Task objective »
Starting with the line that contains "boy's arm, one" and going on through the line that contains "[(264, 139), (252, 124)]", reproduce only those lines of the records with "drill" changed to "exercise" and nothing else altered.

Record extracts »
↓↓↓

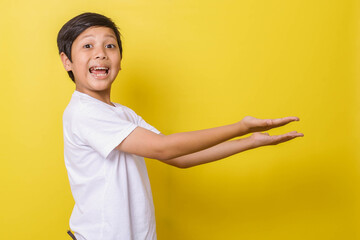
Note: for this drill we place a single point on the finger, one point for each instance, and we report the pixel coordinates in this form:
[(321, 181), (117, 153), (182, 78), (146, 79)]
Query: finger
[(281, 121)]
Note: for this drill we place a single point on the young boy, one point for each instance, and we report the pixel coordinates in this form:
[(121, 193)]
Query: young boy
[(105, 143)]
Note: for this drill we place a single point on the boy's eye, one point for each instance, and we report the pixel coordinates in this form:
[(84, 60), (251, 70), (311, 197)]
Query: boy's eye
[(87, 46)]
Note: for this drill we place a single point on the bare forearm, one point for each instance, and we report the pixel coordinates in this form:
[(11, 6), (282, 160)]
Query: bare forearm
[(180, 144), (214, 153)]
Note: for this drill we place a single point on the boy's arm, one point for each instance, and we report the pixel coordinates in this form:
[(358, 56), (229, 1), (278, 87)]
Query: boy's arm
[(229, 148), (145, 143)]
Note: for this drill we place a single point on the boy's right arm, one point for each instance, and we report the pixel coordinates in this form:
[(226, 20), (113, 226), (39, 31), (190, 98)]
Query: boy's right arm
[(145, 143)]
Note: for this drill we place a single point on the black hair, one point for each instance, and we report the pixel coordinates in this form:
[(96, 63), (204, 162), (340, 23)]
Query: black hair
[(75, 26)]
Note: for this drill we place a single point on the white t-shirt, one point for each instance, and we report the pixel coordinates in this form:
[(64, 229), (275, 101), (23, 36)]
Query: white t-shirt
[(111, 189)]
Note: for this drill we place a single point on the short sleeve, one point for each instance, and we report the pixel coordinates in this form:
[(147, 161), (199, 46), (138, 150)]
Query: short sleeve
[(102, 130), (141, 122)]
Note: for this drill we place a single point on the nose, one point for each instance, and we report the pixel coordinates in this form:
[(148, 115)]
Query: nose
[(100, 53)]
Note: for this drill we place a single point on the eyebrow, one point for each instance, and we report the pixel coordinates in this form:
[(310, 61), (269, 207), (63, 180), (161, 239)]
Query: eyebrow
[(90, 35)]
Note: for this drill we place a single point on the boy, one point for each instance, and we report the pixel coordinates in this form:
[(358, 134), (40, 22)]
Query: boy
[(105, 143)]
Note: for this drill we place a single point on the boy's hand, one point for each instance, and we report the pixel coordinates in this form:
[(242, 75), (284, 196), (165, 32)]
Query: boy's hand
[(264, 139), (252, 124)]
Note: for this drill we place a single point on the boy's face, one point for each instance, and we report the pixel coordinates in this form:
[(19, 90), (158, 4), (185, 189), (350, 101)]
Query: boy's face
[(95, 60)]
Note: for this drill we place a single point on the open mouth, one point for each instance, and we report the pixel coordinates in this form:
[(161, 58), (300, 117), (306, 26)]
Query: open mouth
[(99, 71)]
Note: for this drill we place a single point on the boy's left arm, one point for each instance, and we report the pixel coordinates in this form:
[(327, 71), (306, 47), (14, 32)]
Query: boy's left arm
[(229, 148)]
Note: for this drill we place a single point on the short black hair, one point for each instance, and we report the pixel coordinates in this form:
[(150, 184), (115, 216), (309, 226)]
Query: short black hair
[(75, 26)]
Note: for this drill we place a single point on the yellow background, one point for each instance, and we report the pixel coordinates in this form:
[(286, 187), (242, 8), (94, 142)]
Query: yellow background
[(190, 65)]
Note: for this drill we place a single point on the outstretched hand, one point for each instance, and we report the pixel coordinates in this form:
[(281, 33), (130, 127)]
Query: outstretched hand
[(259, 125)]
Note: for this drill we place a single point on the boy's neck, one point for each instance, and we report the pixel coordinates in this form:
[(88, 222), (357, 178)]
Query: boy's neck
[(103, 96)]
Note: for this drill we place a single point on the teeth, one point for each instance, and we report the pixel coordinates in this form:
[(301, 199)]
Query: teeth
[(98, 68)]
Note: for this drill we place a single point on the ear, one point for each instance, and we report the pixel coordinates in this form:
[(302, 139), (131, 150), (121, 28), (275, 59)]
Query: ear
[(66, 61)]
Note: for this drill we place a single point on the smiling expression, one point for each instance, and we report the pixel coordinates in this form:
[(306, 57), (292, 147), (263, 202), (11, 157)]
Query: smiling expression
[(95, 60)]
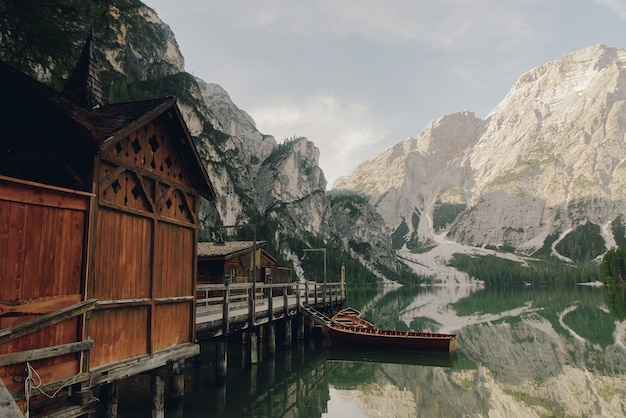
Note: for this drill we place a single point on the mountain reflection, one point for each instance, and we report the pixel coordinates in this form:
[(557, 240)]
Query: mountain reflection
[(526, 352)]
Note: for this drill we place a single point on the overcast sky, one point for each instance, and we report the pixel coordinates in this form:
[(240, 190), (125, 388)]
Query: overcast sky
[(357, 76)]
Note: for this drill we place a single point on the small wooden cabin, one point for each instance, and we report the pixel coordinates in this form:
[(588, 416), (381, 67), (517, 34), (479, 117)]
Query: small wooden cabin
[(98, 233), (233, 260)]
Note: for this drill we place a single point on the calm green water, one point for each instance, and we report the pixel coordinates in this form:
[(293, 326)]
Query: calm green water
[(520, 353)]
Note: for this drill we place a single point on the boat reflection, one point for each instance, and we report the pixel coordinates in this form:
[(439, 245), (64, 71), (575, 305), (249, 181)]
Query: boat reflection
[(409, 357)]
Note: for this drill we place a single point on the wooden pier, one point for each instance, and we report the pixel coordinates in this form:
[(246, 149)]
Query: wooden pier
[(222, 309)]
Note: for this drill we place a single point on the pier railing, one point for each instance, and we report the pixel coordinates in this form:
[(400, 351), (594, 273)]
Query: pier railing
[(221, 307), (213, 297)]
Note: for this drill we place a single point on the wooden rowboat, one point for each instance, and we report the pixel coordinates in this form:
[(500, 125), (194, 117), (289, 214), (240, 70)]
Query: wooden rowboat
[(349, 312), (390, 339), (351, 318)]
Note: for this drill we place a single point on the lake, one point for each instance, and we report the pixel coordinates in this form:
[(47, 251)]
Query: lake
[(520, 353)]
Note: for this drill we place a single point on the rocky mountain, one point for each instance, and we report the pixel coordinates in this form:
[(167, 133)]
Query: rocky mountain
[(278, 187), (548, 160)]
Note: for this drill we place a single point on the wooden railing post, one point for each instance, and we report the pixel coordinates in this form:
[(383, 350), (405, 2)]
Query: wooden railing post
[(343, 282), (285, 302), (251, 307), (297, 294), (226, 305), (270, 302)]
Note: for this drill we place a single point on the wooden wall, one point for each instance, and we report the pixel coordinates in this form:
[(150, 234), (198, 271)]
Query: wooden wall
[(145, 251), (42, 268)]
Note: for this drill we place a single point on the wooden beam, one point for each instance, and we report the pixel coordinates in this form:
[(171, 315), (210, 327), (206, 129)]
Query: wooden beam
[(38, 306), (8, 407), (47, 352), (28, 327), (122, 303)]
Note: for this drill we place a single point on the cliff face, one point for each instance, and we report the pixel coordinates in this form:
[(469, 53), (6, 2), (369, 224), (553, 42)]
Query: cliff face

↑↑↑

Answer to this task »
Note: for this exercise we place a single point on the boy's arm, one point for each instance, and we report the pixel coordinates in this form:
[(358, 56), (229, 1), (278, 87)]
Query: boy's arm
[(229, 148), (145, 143)]
Note: for this exercise we place a single point on the boy's right arm, one point for each instance, and we report the pixel coordinates in this form:
[(226, 20), (113, 226), (39, 31), (190, 98)]
Query: boy's right arm
[(145, 143)]
Note: for this exercise we place a single point on the black hair, one point for each instance, and we report the pixel coordinates in this form:
[(96, 63), (204, 162), (340, 23)]
Query: black hair
[(75, 26)]
Note: for this exercise we place a single point on the white t-shirt, one point for each instance, and we report the pixel coordinates in this form:
[(64, 229), (275, 101), (23, 36)]
Query: white t-shirt
[(111, 189)]
Note: for this exercise we place a single point on the short sleeve, one point for each instance, and we report the pixel coordinates in this form:
[(147, 161), (199, 46), (138, 150)]
Query: short sleeve
[(102, 130), (141, 122)]
Note: for this exercise we place a single point on the nose, one point for each instance, and we report the pixel coordinates in this form:
[(148, 115)]
Query: nose
[(100, 53)]
Note: for this exercise we place a single point on the eyebrow, one point for each instance, and we report the pixel coordinates in this form:
[(310, 61), (269, 207), (63, 180), (161, 239)]
Query: eyebrow
[(90, 35)]
Note: for this exercise we place a single point on the boy, one point for each instance, and we report the pixel coordinates in this form:
[(358, 134), (40, 22)]
Query: boy
[(105, 143)]
Note: for this exercise we place a single point on the boy's hand, one point for each instance, and we report the pixel coordinates in this form:
[(242, 75), (284, 196), (165, 32)]
Query: boy's hand
[(264, 139), (252, 124)]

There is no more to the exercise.